*** Text block

Did I hear ‘Closed System Potentials’ before? I think so, but I can’t remember when I heard it for the first time; maybe
our shop sold copies? Or was it that shabby download years ago, with quite some vinyl crackle? Whatever it was, when
I played the remastered version it sounded new to me. Not ‘new’ as in recorded only this year, but as in something I had
not heard before. The recordings were made in 1979, and Leimer does a great job here. It’s not easy not to hear the
influence of Brian Eno here, especially his ‘ambient’ series, or ‘Another Green World’, especially since Leimer also creates
pieces that shorter rather than longer in duration. In each of these pieces Leimer paints small pictures with just a handful
of sounds. Mostly synthesizers are used, but he also adds a bit of piano and guitar, along with a tape-delay; in the
booklet there are some pictures of his studio set-up, which looks great, with these old machines and grainy colours. It is
a bit like the music, I guess, which also has some grainy textures. Perfection is not what Leimer wanted, or perhaps due
to the limitations of his set-up could not be reached, and yet he wanted that anyway; it’s something I do not know. I think
that slightly rougher edge is a wonderful addition to the music however; I like it when things are not perfect, and yet have
this very smooth quality. Leimer’s early ambient music is simply great. Beautifully sustaining with synthesized sounds,
melodic on the piano tones and a touch of experiment on the repeating loops of guitar sounds. The mood ranges from dark
and moody to crispy light. I was thinking the same thing as with the new CD: some of this (all of this, even?) would work
great as a soundtrack to a film.

******

Work instructions:
1. According to the review, why does the reviewer welcome the slightly rougher edge in Leimer's music?
2. Answer these questions from the review:
(a) In what year were the recordings made?
(b) Besides synthesizers, which instruments does Leimer add?
(c) What do the pictures in the booklet show?

*** Supplied records

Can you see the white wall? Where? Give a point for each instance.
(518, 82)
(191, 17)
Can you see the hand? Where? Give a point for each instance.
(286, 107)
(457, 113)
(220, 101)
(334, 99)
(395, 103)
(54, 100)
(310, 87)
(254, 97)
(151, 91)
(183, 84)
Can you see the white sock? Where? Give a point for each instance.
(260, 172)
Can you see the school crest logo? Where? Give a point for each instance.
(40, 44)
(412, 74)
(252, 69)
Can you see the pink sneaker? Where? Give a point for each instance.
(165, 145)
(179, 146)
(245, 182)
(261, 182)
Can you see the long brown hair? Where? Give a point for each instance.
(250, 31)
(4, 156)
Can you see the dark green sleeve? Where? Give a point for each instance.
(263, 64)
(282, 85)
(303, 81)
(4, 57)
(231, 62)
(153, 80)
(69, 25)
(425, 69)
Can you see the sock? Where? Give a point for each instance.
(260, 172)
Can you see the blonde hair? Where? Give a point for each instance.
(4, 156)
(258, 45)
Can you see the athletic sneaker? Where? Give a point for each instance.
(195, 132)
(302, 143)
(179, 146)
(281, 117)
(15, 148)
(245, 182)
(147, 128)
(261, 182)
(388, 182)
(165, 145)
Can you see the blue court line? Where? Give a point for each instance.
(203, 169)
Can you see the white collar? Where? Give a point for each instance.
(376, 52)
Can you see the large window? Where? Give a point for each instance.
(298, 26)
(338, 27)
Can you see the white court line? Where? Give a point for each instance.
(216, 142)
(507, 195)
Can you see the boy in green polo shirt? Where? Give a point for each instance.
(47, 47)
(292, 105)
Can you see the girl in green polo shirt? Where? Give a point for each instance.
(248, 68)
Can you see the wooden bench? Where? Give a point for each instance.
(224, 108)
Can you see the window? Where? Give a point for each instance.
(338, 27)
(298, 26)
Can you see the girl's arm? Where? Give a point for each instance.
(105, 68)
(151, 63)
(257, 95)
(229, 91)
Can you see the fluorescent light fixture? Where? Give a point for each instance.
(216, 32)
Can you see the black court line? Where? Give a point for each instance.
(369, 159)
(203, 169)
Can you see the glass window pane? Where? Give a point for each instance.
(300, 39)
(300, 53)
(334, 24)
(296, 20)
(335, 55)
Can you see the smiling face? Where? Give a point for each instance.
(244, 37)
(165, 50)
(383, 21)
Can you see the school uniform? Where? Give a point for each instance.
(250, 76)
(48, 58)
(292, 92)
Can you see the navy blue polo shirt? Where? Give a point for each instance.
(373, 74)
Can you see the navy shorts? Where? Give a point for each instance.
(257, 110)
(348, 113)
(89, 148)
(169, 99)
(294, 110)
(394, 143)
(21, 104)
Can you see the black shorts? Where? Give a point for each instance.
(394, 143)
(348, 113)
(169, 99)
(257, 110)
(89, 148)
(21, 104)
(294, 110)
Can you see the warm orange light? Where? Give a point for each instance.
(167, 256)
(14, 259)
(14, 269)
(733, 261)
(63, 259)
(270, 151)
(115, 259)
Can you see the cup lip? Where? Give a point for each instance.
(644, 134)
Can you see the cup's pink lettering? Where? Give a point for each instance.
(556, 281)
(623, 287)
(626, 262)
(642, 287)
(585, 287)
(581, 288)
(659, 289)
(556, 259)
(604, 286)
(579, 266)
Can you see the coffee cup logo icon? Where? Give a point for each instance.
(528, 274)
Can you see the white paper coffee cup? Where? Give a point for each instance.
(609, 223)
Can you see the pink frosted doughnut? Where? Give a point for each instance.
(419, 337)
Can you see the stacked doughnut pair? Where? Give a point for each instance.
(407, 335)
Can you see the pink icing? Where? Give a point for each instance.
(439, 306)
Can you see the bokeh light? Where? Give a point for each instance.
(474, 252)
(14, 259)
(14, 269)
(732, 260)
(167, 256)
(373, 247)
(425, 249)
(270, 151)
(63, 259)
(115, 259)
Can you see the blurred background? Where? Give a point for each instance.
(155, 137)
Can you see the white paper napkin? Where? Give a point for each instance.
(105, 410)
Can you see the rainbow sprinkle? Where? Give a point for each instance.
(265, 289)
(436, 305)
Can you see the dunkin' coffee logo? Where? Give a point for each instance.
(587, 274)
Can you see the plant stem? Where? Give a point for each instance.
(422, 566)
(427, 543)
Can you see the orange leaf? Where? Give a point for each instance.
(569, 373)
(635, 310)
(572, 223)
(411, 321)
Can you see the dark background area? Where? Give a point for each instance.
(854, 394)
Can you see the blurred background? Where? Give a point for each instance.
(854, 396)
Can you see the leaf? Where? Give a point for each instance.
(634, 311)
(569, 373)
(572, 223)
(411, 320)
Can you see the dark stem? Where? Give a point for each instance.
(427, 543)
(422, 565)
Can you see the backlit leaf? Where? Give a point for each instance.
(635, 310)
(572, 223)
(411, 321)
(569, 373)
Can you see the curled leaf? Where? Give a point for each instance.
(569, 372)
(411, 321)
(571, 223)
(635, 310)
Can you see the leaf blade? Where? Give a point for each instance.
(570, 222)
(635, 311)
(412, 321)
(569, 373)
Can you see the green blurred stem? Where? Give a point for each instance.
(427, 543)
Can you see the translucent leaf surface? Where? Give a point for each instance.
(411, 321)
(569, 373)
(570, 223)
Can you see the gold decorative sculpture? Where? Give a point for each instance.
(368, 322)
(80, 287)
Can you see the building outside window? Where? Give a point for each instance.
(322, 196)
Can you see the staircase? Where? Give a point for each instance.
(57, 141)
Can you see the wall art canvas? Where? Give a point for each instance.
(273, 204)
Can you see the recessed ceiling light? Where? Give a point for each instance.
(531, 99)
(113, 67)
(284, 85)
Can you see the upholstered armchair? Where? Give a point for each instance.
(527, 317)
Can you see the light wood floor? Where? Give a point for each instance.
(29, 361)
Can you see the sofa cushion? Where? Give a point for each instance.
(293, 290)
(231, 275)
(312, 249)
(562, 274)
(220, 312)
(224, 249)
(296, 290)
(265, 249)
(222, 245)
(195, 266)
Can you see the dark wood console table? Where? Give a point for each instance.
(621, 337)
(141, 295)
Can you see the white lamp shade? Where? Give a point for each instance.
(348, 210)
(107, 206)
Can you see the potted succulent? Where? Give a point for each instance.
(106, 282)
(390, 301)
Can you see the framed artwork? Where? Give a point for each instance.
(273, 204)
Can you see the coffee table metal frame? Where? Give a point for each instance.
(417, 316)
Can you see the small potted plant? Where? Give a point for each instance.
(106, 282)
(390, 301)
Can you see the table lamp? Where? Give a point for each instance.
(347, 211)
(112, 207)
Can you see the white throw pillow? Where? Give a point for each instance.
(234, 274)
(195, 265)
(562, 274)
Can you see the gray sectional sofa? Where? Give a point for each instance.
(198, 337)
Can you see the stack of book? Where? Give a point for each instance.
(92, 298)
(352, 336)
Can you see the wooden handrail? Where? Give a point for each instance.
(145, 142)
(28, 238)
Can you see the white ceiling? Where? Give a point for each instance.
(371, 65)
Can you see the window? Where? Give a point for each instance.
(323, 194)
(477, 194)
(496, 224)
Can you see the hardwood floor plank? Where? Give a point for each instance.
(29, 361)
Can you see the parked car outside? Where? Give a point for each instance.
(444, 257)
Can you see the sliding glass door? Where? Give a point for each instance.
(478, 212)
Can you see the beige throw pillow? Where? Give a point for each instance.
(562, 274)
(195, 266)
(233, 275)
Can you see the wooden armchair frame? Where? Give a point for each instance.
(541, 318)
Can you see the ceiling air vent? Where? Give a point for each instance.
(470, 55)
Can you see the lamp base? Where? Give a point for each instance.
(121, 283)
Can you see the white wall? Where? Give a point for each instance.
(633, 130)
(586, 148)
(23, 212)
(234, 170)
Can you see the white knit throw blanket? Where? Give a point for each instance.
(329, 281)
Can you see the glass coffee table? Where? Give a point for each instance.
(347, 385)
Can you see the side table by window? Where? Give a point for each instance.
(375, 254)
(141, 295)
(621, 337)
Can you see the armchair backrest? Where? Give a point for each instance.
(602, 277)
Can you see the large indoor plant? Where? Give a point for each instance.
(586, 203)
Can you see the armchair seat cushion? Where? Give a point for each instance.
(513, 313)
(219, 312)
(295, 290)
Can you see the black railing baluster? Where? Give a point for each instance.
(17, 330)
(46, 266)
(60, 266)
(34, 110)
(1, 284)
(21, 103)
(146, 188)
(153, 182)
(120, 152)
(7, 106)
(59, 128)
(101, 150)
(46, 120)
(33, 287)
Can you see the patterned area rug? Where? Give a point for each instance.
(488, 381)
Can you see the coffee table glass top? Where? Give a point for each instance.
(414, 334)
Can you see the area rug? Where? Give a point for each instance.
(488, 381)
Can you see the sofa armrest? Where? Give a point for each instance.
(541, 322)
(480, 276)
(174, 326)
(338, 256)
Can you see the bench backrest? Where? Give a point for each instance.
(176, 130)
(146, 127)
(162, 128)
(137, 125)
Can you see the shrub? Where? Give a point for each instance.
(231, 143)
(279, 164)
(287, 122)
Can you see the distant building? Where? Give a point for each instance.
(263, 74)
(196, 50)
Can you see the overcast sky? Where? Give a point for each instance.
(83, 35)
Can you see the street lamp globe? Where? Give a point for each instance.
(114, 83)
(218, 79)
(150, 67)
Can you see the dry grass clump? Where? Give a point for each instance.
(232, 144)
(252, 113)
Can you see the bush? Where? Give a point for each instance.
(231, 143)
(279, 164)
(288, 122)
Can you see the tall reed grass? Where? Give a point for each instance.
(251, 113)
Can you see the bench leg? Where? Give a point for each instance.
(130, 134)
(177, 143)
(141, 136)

******

Results in order:
1. The reviewer likes it when things are not perfect and yet have a very smooth quality. For that reason, the rougher edge seems a wonderful addition to the music.

2.
(a) 1979.
(b) Piano and guitar.
(c) His studio set-up.